### Task goal
Taking the entries below from the top, restate each line exactly and end with the line containing "negative clicks: (277, 259)".
Records provided START
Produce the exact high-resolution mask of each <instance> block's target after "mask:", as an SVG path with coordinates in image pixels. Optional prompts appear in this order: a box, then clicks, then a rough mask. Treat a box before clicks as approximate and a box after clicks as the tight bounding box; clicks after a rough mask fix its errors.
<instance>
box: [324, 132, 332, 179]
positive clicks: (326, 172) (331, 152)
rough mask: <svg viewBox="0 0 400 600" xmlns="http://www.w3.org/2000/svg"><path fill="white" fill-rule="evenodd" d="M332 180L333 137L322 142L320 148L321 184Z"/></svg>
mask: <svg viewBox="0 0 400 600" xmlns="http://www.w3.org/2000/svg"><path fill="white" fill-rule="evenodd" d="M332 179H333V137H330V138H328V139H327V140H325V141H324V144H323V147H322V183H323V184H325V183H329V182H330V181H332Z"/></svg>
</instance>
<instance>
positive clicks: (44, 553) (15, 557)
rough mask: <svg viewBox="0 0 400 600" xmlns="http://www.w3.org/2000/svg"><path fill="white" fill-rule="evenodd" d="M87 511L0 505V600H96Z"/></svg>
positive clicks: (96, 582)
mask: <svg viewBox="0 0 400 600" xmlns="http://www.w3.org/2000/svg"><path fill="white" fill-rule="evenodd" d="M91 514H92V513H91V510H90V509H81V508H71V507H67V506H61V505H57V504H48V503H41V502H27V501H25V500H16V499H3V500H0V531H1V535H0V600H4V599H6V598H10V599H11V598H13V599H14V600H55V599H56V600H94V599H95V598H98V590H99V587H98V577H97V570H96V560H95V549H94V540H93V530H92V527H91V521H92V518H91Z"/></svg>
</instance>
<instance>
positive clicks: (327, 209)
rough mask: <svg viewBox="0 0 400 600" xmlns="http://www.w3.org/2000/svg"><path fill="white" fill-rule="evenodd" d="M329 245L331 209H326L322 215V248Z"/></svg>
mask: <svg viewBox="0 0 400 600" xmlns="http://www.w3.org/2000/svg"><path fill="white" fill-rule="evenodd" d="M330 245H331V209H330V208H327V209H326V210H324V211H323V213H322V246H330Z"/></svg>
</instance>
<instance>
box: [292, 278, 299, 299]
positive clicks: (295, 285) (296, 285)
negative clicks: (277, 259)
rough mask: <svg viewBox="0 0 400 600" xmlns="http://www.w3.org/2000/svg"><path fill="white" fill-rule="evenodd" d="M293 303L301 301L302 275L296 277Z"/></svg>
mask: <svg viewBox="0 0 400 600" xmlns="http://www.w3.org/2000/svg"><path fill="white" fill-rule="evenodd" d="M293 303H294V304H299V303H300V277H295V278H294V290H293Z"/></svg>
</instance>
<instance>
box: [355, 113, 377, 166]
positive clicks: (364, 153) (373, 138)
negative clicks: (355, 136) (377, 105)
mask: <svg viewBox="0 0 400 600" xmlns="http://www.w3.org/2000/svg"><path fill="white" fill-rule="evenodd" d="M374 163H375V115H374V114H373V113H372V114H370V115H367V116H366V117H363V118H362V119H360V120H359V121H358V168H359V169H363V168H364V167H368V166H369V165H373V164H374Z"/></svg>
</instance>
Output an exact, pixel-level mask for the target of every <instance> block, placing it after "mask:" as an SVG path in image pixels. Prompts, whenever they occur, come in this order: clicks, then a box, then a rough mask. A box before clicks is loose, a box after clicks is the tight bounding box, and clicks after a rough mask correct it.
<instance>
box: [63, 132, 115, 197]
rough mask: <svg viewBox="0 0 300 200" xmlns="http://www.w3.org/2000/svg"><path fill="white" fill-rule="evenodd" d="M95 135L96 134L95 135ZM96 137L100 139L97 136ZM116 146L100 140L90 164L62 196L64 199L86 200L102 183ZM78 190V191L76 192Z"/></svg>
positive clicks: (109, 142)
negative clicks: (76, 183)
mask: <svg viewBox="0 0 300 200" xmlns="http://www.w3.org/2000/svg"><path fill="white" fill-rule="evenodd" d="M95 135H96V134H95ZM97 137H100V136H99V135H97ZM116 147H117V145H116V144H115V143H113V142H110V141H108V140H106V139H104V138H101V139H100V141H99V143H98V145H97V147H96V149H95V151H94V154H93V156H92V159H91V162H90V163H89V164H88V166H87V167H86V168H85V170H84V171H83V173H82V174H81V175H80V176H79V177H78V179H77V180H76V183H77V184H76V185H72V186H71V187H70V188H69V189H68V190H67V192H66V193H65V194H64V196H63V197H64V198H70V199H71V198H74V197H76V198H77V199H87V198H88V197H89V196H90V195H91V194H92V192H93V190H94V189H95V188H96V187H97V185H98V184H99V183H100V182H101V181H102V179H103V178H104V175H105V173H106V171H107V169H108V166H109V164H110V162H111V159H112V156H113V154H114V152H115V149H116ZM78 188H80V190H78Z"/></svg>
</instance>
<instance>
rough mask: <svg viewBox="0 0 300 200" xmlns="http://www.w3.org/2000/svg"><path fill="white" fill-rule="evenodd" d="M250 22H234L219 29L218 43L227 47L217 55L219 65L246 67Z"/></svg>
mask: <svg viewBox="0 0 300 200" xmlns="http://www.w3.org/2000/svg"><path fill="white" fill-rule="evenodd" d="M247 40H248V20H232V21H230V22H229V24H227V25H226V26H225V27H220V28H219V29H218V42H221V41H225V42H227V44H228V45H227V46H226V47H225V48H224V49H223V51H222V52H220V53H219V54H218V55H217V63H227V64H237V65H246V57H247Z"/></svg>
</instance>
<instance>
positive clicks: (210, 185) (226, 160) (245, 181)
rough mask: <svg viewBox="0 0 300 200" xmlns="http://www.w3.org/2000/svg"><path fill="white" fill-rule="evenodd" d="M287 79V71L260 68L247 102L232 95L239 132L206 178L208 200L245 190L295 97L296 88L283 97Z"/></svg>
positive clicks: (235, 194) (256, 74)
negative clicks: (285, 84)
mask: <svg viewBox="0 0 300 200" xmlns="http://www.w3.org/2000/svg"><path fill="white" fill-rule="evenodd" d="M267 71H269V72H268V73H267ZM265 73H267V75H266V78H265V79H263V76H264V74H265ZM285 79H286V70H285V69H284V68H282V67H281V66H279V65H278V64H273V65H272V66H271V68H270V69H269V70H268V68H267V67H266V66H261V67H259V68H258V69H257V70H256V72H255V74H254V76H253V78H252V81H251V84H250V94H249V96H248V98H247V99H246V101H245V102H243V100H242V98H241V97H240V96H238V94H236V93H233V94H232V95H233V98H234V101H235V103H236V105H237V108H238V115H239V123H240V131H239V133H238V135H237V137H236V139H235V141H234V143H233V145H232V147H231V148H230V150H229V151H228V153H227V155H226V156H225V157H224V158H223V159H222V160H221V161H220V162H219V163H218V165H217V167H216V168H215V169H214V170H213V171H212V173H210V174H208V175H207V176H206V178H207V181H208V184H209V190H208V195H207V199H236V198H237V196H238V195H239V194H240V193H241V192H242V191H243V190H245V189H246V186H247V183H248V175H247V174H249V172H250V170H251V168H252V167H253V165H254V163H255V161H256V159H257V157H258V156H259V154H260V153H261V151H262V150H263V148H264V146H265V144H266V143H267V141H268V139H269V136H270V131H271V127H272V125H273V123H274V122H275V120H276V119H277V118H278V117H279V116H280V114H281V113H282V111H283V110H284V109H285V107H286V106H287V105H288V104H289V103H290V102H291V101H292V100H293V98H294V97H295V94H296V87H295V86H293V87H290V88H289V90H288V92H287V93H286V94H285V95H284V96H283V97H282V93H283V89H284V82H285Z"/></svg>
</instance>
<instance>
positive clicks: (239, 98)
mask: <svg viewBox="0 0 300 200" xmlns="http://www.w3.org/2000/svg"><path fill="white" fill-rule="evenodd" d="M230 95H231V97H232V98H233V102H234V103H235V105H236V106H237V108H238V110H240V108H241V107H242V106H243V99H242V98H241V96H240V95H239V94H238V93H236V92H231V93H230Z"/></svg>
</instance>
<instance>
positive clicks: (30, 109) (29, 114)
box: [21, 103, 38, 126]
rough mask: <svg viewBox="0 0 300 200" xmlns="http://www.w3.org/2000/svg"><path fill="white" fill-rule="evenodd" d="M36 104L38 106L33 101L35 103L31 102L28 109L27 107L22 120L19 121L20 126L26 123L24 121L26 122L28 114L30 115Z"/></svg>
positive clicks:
Records provided END
### Exercise answer
Produce the exact high-resolution mask of each <instance> block's target after "mask:", as an SVG path with coordinates in image pixels. Optional prompts appear in this order: a box, then clicks, then a rough mask. Treat a box before clicks as approximate and a box after clicks as the tight bounding box; clicks after a rough mask fix its errors.
<instance>
box: [324, 132, 332, 179]
positive clicks: (326, 172) (331, 152)
rough mask: <svg viewBox="0 0 400 600" xmlns="http://www.w3.org/2000/svg"><path fill="white" fill-rule="evenodd" d="M332 180L333 137L322 142L320 148L321 184Z"/></svg>
mask: <svg viewBox="0 0 400 600" xmlns="http://www.w3.org/2000/svg"><path fill="white" fill-rule="evenodd" d="M332 179H333V137H330V138H328V139H327V140H325V141H324V144H323V147H322V183H323V184H325V183H329V182H330V181H332Z"/></svg>
</instance>
<instance>
positive clicks: (44, 553) (15, 557)
rough mask: <svg viewBox="0 0 400 600" xmlns="http://www.w3.org/2000/svg"><path fill="white" fill-rule="evenodd" d="M87 511L0 505V600H96Z"/></svg>
positive clicks: (96, 582)
mask: <svg viewBox="0 0 400 600" xmlns="http://www.w3.org/2000/svg"><path fill="white" fill-rule="evenodd" d="M91 514H92V513H91V510H90V509H81V508H71V507H67V506H61V505H57V504H48V503H41V502H27V501H25V500H16V499H3V500H0V531H1V535H0V600H4V599H6V598H10V599H11V598H13V599H14V600H55V599H56V600H94V599H95V598H98V590H99V587H98V577H97V570H96V560H95V549H94V540H93V530H92V527H91V521H92V518H91Z"/></svg>
</instance>
<instance>
positive clicks: (327, 209)
rough mask: <svg viewBox="0 0 400 600" xmlns="http://www.w3.org/2000/svg"><path fill="white" fill-rule="evenodd" d="M329 245L331 209H326L322 215V248Z"/></svg>
mask: <svg viewBox="0 0 400 600" xmlns="http://www.w3.org/2000/svg"><path fill="white" fill-rule="evenodd" d="M330 245H331V209H330V208H327V209H326V210H324V211H323V213H322V246H330Z"/></svg>
</instance>
<instance>
box: [292, 278, 299, 299]
positive clicks: (295, 285) (296, 285)
negative clicks: (277, 259)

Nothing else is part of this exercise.